> [WHAT TO PRODUCE]:
Each entry has to be copied exactly, with nothing missed.

[Excerpts of pointing data]
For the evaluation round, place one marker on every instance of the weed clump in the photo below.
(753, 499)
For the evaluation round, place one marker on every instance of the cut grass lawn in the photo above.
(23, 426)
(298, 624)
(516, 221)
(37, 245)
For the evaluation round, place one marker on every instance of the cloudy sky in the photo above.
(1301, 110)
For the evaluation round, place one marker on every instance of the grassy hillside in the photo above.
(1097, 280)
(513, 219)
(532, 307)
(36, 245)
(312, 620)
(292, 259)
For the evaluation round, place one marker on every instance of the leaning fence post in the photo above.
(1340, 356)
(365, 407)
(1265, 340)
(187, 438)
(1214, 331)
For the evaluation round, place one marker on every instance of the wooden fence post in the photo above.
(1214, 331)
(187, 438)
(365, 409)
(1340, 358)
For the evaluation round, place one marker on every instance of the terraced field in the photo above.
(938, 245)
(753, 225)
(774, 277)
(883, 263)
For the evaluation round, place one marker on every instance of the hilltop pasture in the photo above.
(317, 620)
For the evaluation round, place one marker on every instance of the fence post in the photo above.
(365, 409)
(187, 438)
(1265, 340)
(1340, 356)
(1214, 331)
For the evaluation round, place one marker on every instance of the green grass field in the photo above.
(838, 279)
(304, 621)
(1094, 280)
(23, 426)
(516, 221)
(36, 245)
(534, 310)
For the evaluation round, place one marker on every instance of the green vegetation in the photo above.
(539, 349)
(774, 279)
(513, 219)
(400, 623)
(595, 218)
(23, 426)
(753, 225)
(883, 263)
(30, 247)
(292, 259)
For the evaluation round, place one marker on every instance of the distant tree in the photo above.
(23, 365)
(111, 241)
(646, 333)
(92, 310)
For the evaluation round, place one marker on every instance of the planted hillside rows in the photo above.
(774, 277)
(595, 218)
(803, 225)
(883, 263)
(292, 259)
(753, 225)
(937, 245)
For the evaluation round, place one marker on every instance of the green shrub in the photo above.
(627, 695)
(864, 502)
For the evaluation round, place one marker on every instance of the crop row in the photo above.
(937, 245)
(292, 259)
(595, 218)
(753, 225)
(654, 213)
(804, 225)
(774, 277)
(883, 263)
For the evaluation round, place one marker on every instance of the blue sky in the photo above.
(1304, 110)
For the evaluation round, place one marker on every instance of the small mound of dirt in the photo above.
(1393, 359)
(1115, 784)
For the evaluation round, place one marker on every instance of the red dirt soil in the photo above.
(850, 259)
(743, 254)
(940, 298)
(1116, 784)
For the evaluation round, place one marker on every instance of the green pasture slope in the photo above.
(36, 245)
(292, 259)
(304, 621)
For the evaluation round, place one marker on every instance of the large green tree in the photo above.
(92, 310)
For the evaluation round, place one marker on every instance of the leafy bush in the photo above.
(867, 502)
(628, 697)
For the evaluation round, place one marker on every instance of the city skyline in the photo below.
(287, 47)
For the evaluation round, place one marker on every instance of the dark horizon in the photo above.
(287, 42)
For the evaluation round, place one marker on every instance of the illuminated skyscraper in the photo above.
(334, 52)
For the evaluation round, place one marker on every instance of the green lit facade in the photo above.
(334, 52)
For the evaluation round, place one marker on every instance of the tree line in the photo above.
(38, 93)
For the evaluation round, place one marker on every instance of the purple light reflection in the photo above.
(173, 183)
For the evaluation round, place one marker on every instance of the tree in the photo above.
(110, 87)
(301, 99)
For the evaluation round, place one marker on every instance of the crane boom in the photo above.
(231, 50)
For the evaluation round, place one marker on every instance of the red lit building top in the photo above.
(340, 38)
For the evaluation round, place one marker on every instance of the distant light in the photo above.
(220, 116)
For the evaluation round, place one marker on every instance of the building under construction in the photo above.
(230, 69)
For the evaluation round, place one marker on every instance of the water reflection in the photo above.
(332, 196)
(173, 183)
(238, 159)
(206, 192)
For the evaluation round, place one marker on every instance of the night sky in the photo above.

> [ANSWER TO THE TASK]:
For the evaluation round, place one marker on every instance of the weed clump in the photo below.
(753, 499)
For the evaluation round, place one marker on every instance of the cut grass lawn in the photo above.
(23, 426)
(298, 624)
(516, 221)
(37, 245)
For the evaluation round, place one marker on every instance of the cloudy sky in the photo above.
(1301, 110)
For the evaluation round, place one marker on every instance of the grassy hillside in the photo above.
(1097, 280)
(513, 219)
(532, 307)
(36, 245)
(312, 620)
(292, 259)
For the evaluation round, place one marker on every instance of the leaning fence post in the photo above.
(1340, 356)
(365, 407)
(1265, 340)
(187, 438)
(1214, 331)
For the evaluation round, place one marker on every instance of the wooden fence post in the photo above.
(1214, 331)
(187, 438)
(365, 409)
(1340, 358)
For the evaluation round, place one marker on every instance of the terraced field in the photo above.
(938, 245)
(753, 225)
(774, 277)
(883, 263)
For the evaluation round, place one marker on every instance of the hilltop pasture in the photo above.
(317, 620)
For the evaluation round, place one marker on every instance of the fence post in the photo above.
(365, 409)
(187, 438)
(1265, 340)
(1340, 356)
(1214, 331)
For the evaluation round, place one marker on every instance of the green grass field in the photo above.
(838, 279)
(304, 621)
(1094, 280)
(23, 426)
(516, 221)
(36, 245)
(534, 310)
For the evaluation round, place one marker on every instance of the green vegetation in the photo above.
(539, 349)
(774, 279)
(513, 219)
(400, 623)
(595, 218)
(23, 426)
(753, 225)
(883, 263)
(30, 247)
(292, 259)
For the evaluation round, place one marker on every instance of the distant tree in the photo above.
(23, 365)
(111, 241)
(646, 333)
(92, 310)
For the evaluation round, place one marker on every instance of the planted hillside rows in the photo above.
(774, 277)
(595, 218)
(803, 225)
(883, 263)
(292, 259)
(753, 225)
(937, 245)
For the evaluation round, place one marker on every instance of the green shrub in the photo above.
(627, 695)
(864, 502)
For the evaluation round, place one marker on every instance of the crop row in the photo above.
(937, 245)
(292, 259)
(595, 218)
(753, 225)
(654, 213)
(804, 225)
(774, 277)
(883, 263)
For the evaluation round, place one marker on every instance of the blue sky in the photo above.
(1304, 110)
For the evaluation round, place one marker on every instance of the small mound of dirt in the photo above.
(1393, 359)
(1115, 784)
For the evaluation round, place one marker on every instance of the red dirt soil in the photo above.
(850, 259)
(743, 254)
(940, 298)
(1116, 784)
For the evaluation round, place one marker on every instance of the green pasture slope in the photo above.
(36, 245)
(292, 259)
(304, 621)
For the evaluation round, place one marker on every instance of the large green tree in the photo above.
(92, 310)
For the evaluation round, place one marker on every instance of the leafy bush in the photo above.
(867, 502)
(628, 697)
For the evaluation round, place one marker on every instance of the city skyline in the photo below.
(287, 47)
For the evaluation round, place one marker on every instance of the dark horizon in the photo above.
(287, 42)
For the evaluation round, place one marker on every instance of the illuminated skyscraper in the photo above.
(334, 52)
For the evaluation round, place one marker on every instance of the green lit facade in the photo above.
(334, 52)
For the evaluation round, place one marker on every instance of the tree line in the photo above.
(38, 93)
For the evaluation round, place one marker on every instance of the purple light reflection in the photo above.
(173, 183)
For the evaluation round, place one marker on every instance of the tree in the photo above.
(110, 87)
(301, 99)
For the evaluation round, place one marker on every instance of the crane boom in the photo above.
(231, 50)
For the evaluation round, place one marker on every instance of the red lit building top in the photo above.
(340, 38)
For the evaluation round, place one marker on every instance of the distant light in the photo above.
(220, 116)
For the evaluation round, place one marker on every instance of the building under construction in the photo above.
(230, 69)
For the evaluation round, place one marker on every instance of the water reflection in the photo above.
(332, 196)
(173, 183)
(238, 159)
(206, 192)
For the evaluation round, place one marker on every instance of the night sky in the photo above.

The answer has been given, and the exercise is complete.